[start Listing]

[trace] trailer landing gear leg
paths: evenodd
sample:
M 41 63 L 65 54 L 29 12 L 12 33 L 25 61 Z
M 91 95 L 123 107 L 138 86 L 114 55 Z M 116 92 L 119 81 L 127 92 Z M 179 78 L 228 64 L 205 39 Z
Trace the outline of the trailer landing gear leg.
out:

[end Listing]

> _Written exercise_
Copy these lines word for word.

> _Reply to the exercise_
[trace] trailer landing gear leg
paths: evenodd
sample:
M 41 63 L 65 54 L 29 12 L 12 33 L 25 61 Z
M 91 95 L 123 107 L 138 86 L 114 55 Z M 116 92 L 119 81 L 127 92 Z M 179 78 L 228 64 L 205 39 Z
Trace the outline of the trailer landing gear leg.
out:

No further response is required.